--- WRITTEN PROBLEM ---
Reproduce, word for word, the stretch of the forum post on Forge's quest mode from "First I'd like" through "point of view.".

Postby Shades » 01 Jan 2019, 19:36

First I'd like to thank everyone who put in the time to make Forge what it is. It's an obvious labor of love. To anyone interested, I'd like to share a look at it from an enthusiastic newcomer's point of view.

I'm trying to get into this forge thing. I really am. From the moment I read about it I was hyped to try quest mode (heck, I'm even planning to build a world myself). On paper it seems exactly like what I'd want: pull a starter deck together, match wits with low skill opponents to build myself up, and as my deck gets gradually stronger I challenge more powerful opponents, and so forth. Brilliant -- sign me up!

Since I can't get the old Shandalar game to run on either of my computers I figure this will be the next best thing, especially since there's a "Shandalar" world setting in Forge's quest mode. Sweet! It's been a while since I played but I figure I can start on 'medium', and of course since Shandalar is a 'fantasy' world, I check that box too. I create my new quest world and head "Back to Shandalar"...

--- EXCERPTED DATA ---

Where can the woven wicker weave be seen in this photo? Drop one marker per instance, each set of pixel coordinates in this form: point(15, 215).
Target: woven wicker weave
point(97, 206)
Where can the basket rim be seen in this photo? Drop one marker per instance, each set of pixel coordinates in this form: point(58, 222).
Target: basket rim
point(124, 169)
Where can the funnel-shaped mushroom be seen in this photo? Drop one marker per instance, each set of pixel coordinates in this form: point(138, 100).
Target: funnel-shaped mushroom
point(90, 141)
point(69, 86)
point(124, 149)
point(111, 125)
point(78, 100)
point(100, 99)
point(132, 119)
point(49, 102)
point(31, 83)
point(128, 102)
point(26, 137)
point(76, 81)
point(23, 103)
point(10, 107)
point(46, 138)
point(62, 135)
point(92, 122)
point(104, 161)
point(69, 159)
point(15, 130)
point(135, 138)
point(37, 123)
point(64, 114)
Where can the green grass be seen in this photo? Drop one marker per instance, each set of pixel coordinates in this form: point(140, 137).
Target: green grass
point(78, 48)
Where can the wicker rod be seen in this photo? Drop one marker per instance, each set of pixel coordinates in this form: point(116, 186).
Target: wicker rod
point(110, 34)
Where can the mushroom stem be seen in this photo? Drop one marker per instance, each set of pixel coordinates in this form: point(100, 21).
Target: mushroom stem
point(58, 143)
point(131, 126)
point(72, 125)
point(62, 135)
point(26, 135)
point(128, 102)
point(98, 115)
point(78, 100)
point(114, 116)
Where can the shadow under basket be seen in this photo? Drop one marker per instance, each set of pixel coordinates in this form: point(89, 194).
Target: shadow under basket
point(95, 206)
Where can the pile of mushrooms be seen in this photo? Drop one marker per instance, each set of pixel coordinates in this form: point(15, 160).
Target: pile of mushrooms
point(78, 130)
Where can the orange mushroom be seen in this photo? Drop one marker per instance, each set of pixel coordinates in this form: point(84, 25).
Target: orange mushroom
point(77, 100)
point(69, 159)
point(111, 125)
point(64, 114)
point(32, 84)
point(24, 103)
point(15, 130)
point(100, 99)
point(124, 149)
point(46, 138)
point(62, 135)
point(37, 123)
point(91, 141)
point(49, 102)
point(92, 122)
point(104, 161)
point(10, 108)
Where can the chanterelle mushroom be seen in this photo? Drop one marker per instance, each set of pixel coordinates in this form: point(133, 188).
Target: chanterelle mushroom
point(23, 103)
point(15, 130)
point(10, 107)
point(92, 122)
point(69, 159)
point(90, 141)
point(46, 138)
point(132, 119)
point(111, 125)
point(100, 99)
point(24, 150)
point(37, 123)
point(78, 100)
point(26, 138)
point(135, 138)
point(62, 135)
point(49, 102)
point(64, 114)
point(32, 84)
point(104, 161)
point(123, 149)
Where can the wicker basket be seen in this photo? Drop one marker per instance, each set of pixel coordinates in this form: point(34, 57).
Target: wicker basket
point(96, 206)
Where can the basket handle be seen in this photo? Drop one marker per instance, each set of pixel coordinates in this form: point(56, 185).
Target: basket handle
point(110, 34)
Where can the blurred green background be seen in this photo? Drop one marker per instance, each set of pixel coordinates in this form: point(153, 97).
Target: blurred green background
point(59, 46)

--- EXERCISE OUTPUT ---
First I'd like to thank everyone who put in the time to make Forge what it is. It's an obvious labor of love. To anyone interested, I'd like to share a look at it from an enthusiastic newcomer's point of view.